• **WORK REQUIRED**
Would you copy out the whole listing exactly as given?

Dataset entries
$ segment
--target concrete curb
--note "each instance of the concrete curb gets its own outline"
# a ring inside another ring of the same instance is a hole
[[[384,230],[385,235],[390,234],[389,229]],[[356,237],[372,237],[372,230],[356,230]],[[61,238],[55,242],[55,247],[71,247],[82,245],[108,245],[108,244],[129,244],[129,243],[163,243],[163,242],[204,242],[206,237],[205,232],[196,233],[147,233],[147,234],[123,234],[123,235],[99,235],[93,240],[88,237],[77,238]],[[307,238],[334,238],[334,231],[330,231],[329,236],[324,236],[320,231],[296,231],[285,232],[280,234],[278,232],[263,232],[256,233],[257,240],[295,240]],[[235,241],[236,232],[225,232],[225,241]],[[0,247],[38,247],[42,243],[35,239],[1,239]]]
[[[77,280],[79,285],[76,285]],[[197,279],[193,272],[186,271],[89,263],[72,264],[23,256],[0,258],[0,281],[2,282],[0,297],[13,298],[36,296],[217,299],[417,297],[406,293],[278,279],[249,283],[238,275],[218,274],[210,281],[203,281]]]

• **EXERCISE OUTPUT**
$ segment
--target concrete curb
--note "each instance of the concrete curb gets its own outline"
# a ring inside another ring of the same instance is a hole
[[[384,230],[385,235],[390,234],[389,229]],[[356,237],[372,237],[372,230],[356,230]],[[61,238],[55,242],[55,247],[71,247],[82,245],[108,245],[108,244],[129,244],[129,243],[163,243],[163,242],[204,242],[206,237],[205,232],[196,233],[147,233],[147,234],[123,234],[123,235],[99,235],[93,240],[88,237],[77,238]],[[307,238],[334,238],[334,231],[330,231],[329,236],[324,236],[320,231],[296,231],[285,232],[280,234],[278,232],[263,232],[256,233],[257,240],[295,240]],[[235,241],[236,232],[225,232],[225,241]],[[0,247],[38,247],[42,243],[35,239],[1,239]]]
[[[77,280],[79,285],[76,285]],[[197,279],[193,272],[186,271],[89,263],[72,264],[23,256],[0,258],[0,281],[2,282],[0,297],[13,298],[36,296],[217,299],[417,297],[406,293],[278,279],[249,283],[238,275],[218,274],[210,281],[203,281]]]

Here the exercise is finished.